__EXERCISE DETAILS__.
Write out, character for character, the line containing "point: green foliage" and all lines after it up to the end of the listing.

__ENTRIES SUPPLIED__.

════════════════

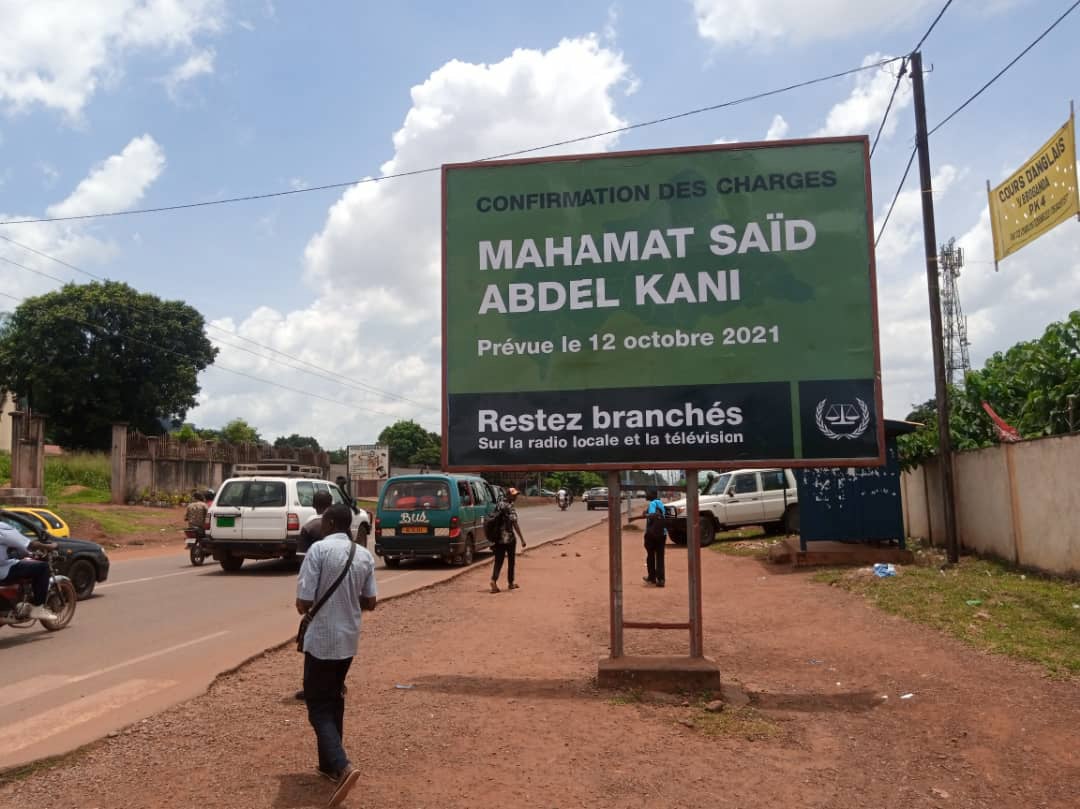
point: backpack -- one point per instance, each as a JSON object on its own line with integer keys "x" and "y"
{"x": 655, "y": 524}
{"x": 493, "y": 525}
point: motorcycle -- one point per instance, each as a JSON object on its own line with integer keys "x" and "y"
{"x": 198, "y": 544}
{"x": 15, "y": 601}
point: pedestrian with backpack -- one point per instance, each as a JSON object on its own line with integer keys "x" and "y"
{"x": 656, "y": 539}
{"x": 504, "y": 525}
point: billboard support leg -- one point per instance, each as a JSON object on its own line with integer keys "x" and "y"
{"x": 693, "y": 564}
{"x": 615, "y": 562}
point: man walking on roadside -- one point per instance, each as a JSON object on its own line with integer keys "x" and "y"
{"x": 333, "y": 636}
{"x": 311, "y": 531}
{"x": 504, "y": 548}
{"x": 656, "y": 538}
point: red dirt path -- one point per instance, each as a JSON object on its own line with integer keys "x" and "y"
{"x": 504, "y": 713}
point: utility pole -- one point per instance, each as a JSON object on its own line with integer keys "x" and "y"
{"x": 930, "y": 241}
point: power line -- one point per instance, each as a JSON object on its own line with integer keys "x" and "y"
{"x": 336, "y": 378}
{"x": 977, "y": 93}
{"x": 1002, "y": 70}
{"x": 932, "y": 26}
{"x": 415, "y": 172}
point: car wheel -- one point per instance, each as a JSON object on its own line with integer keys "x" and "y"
{"x": 83, "y": 578}
{"x": 706, "y": 529}
{"x": 792, "y": 520}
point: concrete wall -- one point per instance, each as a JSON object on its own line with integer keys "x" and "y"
{"x": 1017, "y": 501}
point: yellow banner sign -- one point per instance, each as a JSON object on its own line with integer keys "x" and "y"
{"x": 1039, "y": 196}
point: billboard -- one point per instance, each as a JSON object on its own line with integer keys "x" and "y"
{"x": 1037, "y": 197}
{"x": 662, "y": 309}
{"x": 368, "y": 462}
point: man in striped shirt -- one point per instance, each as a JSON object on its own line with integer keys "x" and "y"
{"x": 333, "y": 637}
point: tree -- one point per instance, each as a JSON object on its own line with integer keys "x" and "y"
{"x": 89, "y": 355}
{"x": 297, "y": 442}
{"x": 239, "y": 431}
{"x": 409, "y": 444}
{"x": 1028, "y": 386}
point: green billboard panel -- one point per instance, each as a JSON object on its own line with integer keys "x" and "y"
{"x": 686, "y": 308}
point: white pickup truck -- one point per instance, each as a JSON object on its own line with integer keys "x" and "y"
{"x": 765, "y": 497}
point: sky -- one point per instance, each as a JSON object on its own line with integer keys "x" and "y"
{"x": 325, "y": 305}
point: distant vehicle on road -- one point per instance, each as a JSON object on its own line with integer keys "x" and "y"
{"x": 766, "y": 497}
{"x": 50, "y": 520}
{"x": 434, "y": 516}
{"x": 81, "y": 561}
{"x": 595, "y": 498}
{"x": 258, "y": 513}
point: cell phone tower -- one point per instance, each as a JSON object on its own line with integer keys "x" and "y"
{"x": 955, "y": 324}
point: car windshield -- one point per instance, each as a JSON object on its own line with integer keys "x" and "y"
{"x": 409, "y": 495}
{"x": 719, "y": 485}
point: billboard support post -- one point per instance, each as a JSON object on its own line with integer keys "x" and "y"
{"x": 615, "y": 563}
{"x": 693, "y": 564}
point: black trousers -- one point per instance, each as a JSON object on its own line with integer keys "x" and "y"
{"x": 508, "y": 552}
{"x": 655, "y": 558}
{"x": 323, "y": 681}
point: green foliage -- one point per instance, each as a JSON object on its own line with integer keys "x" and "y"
{"x": 239, "y": 431}
{"x": 412, "y": 445}
{"x": 986, "y": 604}
{"x": 90, "y": 355}
{"x": 92, "y": 472}
{"x": 297, "y": 442}
{"x": 1028, "y": 386}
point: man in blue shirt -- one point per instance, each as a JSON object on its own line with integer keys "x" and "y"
{"x": 333, "y": 637}
{"x": 656, "y": 538}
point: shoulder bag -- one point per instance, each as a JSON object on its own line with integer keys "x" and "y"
{"x": 310, "y": 615}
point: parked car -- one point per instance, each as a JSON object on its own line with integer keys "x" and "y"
{"x": 83, "y": 562}
{"x": 437, "y": 516}
{"x": 595, "y": 498}
{"x": 50, "y": 520}
{"x": 766, "y": 497}
{"x": 257, "y": 514}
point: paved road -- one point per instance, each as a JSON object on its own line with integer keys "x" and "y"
{"x": 159, "y": 631}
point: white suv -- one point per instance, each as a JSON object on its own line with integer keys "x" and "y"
{"x": 257, "y": 514}
{"x": 766, "y": 497}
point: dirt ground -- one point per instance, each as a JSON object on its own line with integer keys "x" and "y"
{"x": 847, "y": 708}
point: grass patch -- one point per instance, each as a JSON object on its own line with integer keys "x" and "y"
{"x": 752, "y": 542}
{"x": 738, "y": 723}
{"x": 986, "y": 604}
{"x": 78, "y": 477}
{"x": 116, "y": 523}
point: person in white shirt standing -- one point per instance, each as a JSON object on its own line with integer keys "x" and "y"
{"x": 333, "y": 637}
{"x": 38, "y": 572}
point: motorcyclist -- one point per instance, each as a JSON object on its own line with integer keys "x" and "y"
{"x": 13, "y": 568}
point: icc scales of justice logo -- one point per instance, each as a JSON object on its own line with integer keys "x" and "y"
{"x": 842, "y": 419}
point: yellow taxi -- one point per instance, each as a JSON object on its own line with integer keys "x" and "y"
{"x": 48, "y": 520}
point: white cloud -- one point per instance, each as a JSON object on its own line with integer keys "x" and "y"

════════════════

__COMPLETED TASK__.
point: green foliage -- one point per instance, each as a JSON object on its own line with integer keys "x" and "y"
{"x": 239, "y": 431}
{"x": 412, "y": 445}
{"x": 986, "y": 604}
{"x": 90, "y": 355}
{"x": 92, "y": 472}
{"x": 297, "y": 442}
{"x": 1028, "y": 386}
point: man in blue shirt -- one point per instance, each as a JSON object on its own line with integer keys "x" and "y"
{"x": 333, "y": 637}
{"x": 656, "y": 538}
point: shoulder bag -- one point per instance, each as a JSON object on its own line with integer keys "x" and "y"
{"x": 310, "y": 615}
point: parked car -- one point per instance, each as a JSON object on its own line with integer keys "x" and "y"
{"x": 83, "y": 562}
{"x": 437, "y": 516}
{"x": 595, "y": 498}
{"x": 50, "y": 520}
{"x": 766, "y": 497}
{"x": 257, "y": 514}
point: paved road -- one point per instance, each as a JSON object on its own line with integer keys "x" and "y"
{"x": 159, "y": 631}
point: white suv -- one point per instance, each as a JSON object on its own line with integer keys "x" and "y"
{"x": 257, "y": 514}
{"x": 766, "y": 497}
point: dirt ground -- one point per instance, each as a JSON object on its own line with integer keys "x" and "y"
{"x": 847, "y": 708}
point: grass patch -- one point per instance, each as a JSON object on its own line with integer keys "x" and "y"
{"x": 752, "y": 542}
{"x": 738, "y": 723}
{"x": 986, "y": 604}
{"x": 78, "y": 477}
{"x": 116, "y": 523}
point: person in white shirt standing -- one point per instance, each as a JSON object on its own line with integer keys "x" and "y"
{"x": 333, "y": 637}
{"x": 38, "y": 572}
point: motorcyclist -- one point per instance, each as a JSON object on its own line with integer keys "x" and "y"
{"x": 13, "y": 568}
point: icc scales of justice logo -- one point per instance, each as a JSON object on its own line with integer keys "x" and "y"
{"x": 842, "y": 419}
point: yellow taxi -- one point per instance, each as a JSON object on its own line with integer keys "x" and "y"
{"x": 48, "y": 520}
point: white cloud -- one point per instance, each as a JSON object on its own line with integer keys "x" and "y"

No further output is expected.